═════ Given text ═════

Deck ledger/carriage bolt question
Hey there,
I'm looking for some advice on attaching a ledger board to our house.

First of all, the house is double-brick construction and currently has a small deck on the second level (rear). The existing deck's ledger appears to be properly bolted through the bricks and the joist. We are currently remodeling the main floor bathroom which is at the back of the house. Consequently, we have access to the rear joist through the yet-to-be-finished bathroom ceiling.

Eventually (within a year or two) we plan to rebuild and widen the existing deck. So we have decided that now would be a good time to attach the ledger board since we have access to the appropriate space inside the house. If we wait, we'll have to tear into the ceiling again later.

Sorry for the long intro... anyways, we bought the longest carriage bolts we could (12"), however they are about an inch short. So we have to go somewhere to find 14" bolts. The double brick is very thick and the joist is 3" instead of 2", plus a gap between the bricks and joist. But here is what I'm struggling with... We were thinking that the bolts should be fed from the inside out, with the nuts on the outside. When we feed the bolts we plan to use masonry-to-metal concrete filler in the bolt holes so that they will be permanently attached to the house. But the joist spacing inside is 10".

How are we supposed to feed the bolts from the inside out when the space between the joists is 4" less than the length of the bolts? All references I have seen to using carriage bolts has them fed from the inside out. Should we forget that and feed them from the outside in? The problem with that then is if the ledger needs to be changed, all of the bolts will need to come out whereas if we put them inside-out, presumably we could reuse those bolts if we ever needed to change the ledger doe to rot or anything like that.

Or should we forget the bolts and use lag screws? the inner joist is certainly hefty enough to take them. I am quite certain that bolts are the proper code just about everywhere these days though.

Thanks in advance for any advice!

concretemasonry 07-30-2007 11:10 AM

Have you considered a free-standing deck? It eliminates the structural and leakage problems associated with ledgers. Many deck designers will rarely do a deck with a ledger for those reasons.

═════ Given entries ═════

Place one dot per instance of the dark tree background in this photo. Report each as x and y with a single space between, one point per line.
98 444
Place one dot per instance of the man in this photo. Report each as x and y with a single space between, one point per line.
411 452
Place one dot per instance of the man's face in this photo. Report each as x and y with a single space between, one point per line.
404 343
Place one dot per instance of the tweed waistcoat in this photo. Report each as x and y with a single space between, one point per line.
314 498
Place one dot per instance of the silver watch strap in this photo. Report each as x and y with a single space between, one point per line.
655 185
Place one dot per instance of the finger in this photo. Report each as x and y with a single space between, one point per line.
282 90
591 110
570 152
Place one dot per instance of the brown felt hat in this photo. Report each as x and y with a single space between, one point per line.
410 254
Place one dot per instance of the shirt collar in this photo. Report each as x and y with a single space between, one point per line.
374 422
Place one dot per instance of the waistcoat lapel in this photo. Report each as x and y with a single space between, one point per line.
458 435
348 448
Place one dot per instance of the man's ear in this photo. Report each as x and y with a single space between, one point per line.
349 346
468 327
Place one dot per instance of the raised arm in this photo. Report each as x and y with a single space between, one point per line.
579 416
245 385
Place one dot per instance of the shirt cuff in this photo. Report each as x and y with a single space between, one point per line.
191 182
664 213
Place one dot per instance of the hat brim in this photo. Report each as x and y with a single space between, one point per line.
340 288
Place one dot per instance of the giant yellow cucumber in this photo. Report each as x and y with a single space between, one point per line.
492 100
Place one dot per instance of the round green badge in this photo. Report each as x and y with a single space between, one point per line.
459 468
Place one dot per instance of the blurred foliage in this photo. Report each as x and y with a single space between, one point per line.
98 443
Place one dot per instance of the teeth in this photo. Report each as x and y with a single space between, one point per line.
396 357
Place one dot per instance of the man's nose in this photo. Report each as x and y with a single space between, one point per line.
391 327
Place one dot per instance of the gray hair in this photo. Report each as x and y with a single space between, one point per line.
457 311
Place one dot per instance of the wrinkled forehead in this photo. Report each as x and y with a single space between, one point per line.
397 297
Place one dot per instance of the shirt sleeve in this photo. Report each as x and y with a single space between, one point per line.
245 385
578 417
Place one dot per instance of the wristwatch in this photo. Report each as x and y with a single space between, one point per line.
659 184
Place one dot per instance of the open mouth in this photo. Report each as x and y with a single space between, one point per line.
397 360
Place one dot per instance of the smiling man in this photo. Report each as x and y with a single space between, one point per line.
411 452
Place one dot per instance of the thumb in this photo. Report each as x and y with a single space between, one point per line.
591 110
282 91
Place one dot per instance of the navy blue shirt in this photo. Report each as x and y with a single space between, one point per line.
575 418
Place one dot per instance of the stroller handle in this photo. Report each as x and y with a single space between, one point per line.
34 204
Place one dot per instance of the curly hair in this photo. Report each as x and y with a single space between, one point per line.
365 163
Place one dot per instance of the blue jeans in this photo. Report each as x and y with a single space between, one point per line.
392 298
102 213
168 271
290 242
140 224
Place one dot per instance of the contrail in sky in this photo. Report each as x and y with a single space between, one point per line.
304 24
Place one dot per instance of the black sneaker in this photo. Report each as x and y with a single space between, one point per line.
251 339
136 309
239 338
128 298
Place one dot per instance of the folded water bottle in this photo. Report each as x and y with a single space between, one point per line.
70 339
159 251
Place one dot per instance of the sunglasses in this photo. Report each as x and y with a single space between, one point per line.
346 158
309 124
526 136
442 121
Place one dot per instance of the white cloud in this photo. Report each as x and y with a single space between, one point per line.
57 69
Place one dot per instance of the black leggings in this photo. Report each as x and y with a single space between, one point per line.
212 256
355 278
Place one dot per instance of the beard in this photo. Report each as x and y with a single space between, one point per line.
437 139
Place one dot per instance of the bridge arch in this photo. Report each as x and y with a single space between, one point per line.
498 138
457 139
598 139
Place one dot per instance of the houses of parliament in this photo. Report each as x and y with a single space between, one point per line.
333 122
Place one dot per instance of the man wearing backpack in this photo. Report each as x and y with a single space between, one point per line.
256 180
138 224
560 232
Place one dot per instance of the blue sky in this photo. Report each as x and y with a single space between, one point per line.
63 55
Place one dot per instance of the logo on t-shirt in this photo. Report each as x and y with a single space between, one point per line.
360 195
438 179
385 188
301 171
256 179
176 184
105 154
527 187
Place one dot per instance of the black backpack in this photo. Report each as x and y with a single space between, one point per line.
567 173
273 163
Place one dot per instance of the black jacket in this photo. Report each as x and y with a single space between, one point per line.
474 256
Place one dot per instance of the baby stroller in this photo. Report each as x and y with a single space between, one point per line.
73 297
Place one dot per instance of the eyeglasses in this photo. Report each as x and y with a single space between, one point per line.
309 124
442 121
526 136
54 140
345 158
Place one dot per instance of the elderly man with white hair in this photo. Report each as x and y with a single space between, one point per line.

═════

**The request:**
Could you copy out, word for word, the stretch of the deck ledger post from "Have you considered" through "for those reasons."?

**Response for this exercise:**
Have you considered a free-standing deck? It eliminates the structural and leakage problems associated with ledgers. Many deck designers will rarely do a deck with a ledger for those reasons.